* Extracted entries:
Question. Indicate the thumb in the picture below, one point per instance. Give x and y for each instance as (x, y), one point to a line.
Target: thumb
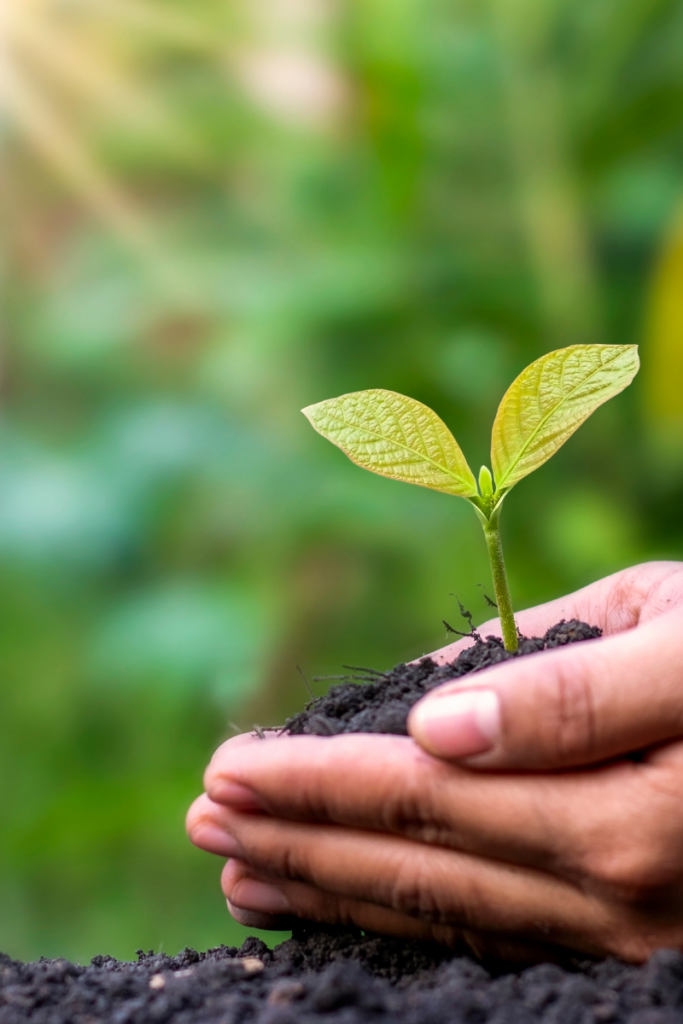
(574, 706)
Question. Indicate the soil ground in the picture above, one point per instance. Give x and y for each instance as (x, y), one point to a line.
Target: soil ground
(342, 976)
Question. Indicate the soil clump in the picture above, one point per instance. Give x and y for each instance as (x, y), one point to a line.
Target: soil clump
(368, 700)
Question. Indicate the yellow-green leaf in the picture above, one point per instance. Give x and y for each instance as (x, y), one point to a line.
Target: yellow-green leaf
(550, 399)
(395, 436)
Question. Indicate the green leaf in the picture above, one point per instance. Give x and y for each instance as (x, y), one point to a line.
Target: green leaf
(395, 436)
(550, 399)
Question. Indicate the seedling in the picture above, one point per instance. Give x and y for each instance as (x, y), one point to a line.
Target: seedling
(399, 437)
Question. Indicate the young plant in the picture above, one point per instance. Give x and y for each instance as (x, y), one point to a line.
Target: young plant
(399, 437)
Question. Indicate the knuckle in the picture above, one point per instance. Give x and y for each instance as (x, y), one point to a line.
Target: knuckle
(414, 893)
(631, 871)
(567, 707)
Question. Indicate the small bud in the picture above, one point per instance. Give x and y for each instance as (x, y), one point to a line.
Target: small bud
(485, 483)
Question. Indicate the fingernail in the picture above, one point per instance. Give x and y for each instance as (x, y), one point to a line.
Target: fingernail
(251, 895)
(235, 795)
(215, 840)
(458, 725)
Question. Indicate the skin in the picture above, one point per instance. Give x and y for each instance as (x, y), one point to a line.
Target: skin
(549, 825)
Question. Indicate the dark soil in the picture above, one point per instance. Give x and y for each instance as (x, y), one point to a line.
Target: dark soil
(337, 978)
(379, 701)
(343, 976)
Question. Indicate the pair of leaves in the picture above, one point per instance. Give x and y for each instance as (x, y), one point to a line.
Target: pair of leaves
(399, 437)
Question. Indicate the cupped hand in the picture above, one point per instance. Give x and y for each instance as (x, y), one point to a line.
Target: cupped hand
(537, 806)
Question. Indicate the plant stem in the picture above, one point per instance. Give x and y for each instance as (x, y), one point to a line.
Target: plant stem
(493, 534)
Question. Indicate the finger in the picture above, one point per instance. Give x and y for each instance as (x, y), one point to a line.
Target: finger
(205, 827)
(613, 830)
(259, 900)
(619, 602)
(388, 784)
(440, 887)
(565, 708)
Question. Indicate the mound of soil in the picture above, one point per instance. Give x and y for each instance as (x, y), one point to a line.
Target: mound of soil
(339, 975)
(337, 978)
(368, 700)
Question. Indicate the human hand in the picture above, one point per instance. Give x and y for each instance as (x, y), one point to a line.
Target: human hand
(541, 830)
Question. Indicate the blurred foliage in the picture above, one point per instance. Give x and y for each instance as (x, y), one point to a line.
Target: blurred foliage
(214, 214)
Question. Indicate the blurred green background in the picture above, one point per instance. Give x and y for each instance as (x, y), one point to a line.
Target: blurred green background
(214, 213)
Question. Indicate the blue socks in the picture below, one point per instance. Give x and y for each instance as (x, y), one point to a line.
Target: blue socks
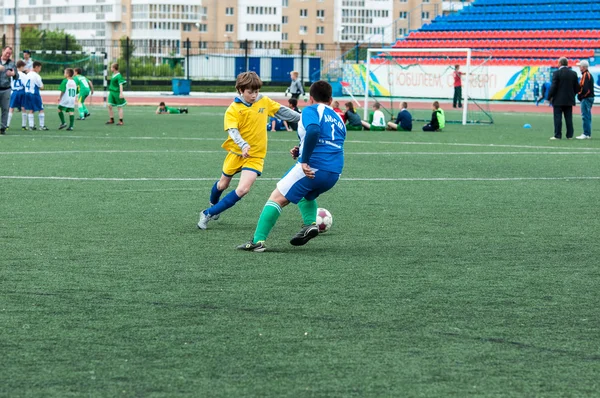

* Instruction:
How many lines in the records above contain the string "foliage", counting only matches with the same letter case? Give only the number.

* Response below:
2